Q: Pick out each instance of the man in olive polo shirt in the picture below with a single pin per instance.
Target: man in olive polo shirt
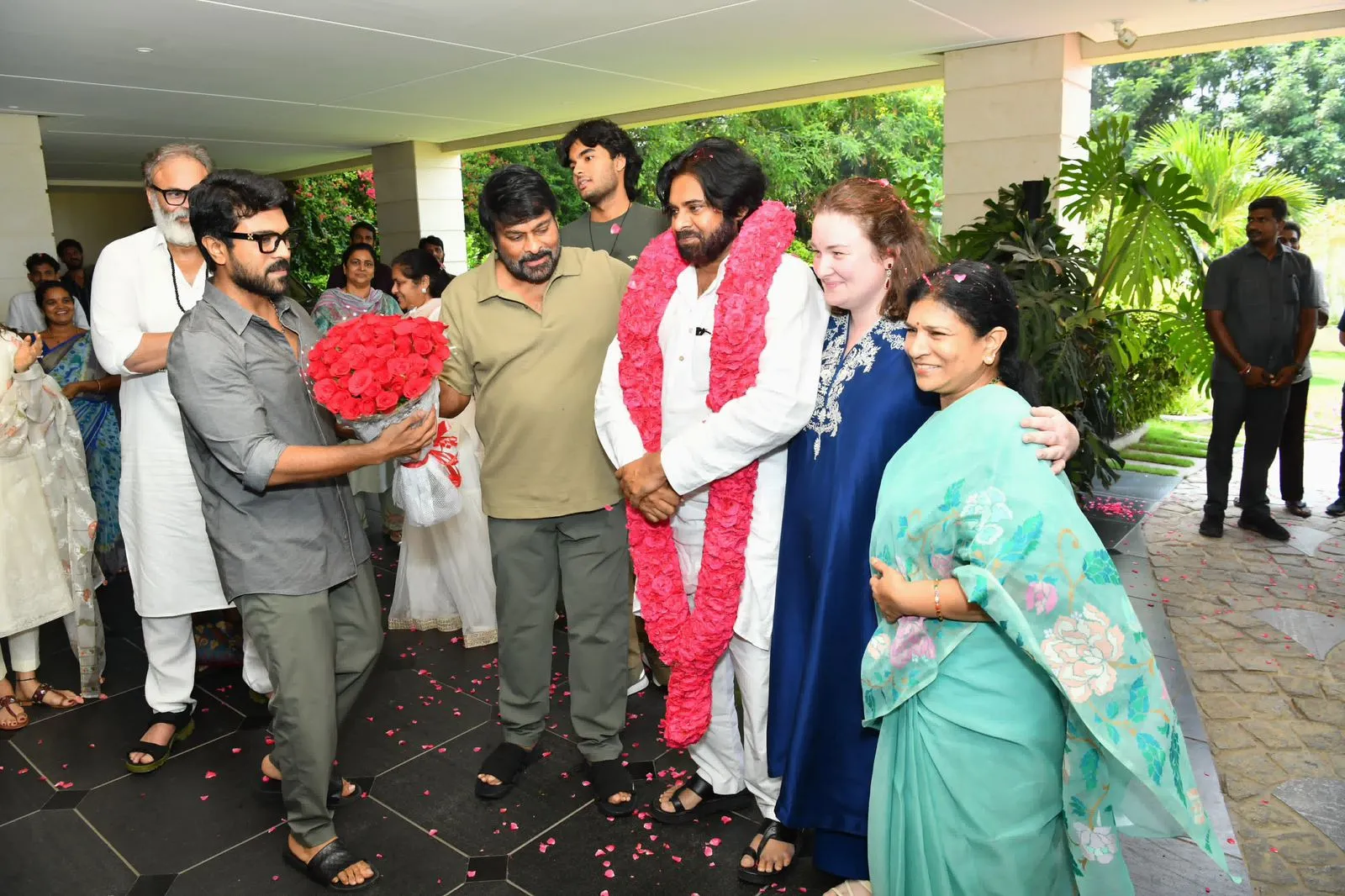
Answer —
(1261, 311)
(605, 167)
(530, 329)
==========
Task brief: Reproduce every row above verbatim, and omit the picture from your copy.

Final result:
Q: Pick out each instance of the man in olive polo shirt in the picture below with a single pin per instance.
Target: man in olive polo shirt
Answer —
(1261, 311)
(605, 167)
(530, 329)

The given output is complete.